*To do:* Copy every line of the data that includes the string "blue".

*Data records:*
*****

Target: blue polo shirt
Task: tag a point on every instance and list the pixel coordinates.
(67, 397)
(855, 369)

*****

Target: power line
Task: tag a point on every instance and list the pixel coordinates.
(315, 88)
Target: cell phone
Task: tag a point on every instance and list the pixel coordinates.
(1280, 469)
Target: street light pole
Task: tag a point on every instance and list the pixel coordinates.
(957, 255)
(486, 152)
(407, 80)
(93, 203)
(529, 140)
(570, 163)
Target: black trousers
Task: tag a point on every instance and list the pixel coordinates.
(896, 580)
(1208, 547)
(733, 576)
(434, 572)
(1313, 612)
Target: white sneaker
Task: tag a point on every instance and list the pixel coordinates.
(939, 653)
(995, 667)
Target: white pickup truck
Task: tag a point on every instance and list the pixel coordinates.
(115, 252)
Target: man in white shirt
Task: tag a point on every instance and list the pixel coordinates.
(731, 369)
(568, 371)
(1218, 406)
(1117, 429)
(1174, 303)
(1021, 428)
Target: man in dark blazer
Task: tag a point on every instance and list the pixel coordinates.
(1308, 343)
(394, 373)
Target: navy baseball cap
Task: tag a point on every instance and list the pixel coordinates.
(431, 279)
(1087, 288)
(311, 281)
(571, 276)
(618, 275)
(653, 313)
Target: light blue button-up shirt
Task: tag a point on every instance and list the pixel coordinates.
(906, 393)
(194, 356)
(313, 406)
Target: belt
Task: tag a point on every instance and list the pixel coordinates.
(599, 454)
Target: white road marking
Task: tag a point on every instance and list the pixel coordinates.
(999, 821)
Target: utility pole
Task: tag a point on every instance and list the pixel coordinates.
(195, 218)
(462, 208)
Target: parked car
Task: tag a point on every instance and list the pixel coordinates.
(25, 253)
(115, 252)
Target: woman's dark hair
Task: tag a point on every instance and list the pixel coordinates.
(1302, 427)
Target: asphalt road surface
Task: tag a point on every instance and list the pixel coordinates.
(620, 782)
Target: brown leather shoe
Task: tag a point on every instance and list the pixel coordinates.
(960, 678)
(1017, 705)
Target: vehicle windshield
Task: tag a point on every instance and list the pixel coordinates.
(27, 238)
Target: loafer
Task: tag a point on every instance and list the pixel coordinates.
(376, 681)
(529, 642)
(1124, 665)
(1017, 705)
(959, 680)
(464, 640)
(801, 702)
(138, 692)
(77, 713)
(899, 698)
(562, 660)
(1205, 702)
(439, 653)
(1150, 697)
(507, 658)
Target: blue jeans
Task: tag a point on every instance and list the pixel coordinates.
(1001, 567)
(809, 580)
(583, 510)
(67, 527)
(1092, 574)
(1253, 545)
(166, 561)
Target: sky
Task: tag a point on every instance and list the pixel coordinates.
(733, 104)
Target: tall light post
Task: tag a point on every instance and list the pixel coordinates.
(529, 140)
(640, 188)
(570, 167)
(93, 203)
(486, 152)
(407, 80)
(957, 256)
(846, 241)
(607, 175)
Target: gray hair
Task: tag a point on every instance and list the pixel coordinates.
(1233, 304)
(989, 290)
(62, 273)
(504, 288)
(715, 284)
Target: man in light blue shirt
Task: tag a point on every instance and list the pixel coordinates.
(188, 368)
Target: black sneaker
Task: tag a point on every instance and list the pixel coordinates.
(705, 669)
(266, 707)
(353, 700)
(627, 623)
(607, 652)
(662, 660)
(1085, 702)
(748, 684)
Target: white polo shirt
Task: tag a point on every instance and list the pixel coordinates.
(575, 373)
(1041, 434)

*****

*Finished exercise:*
Target: blue polo shirt
Target: light blue button-up shirt
Target: blue jeans
Target: man in light blue shirt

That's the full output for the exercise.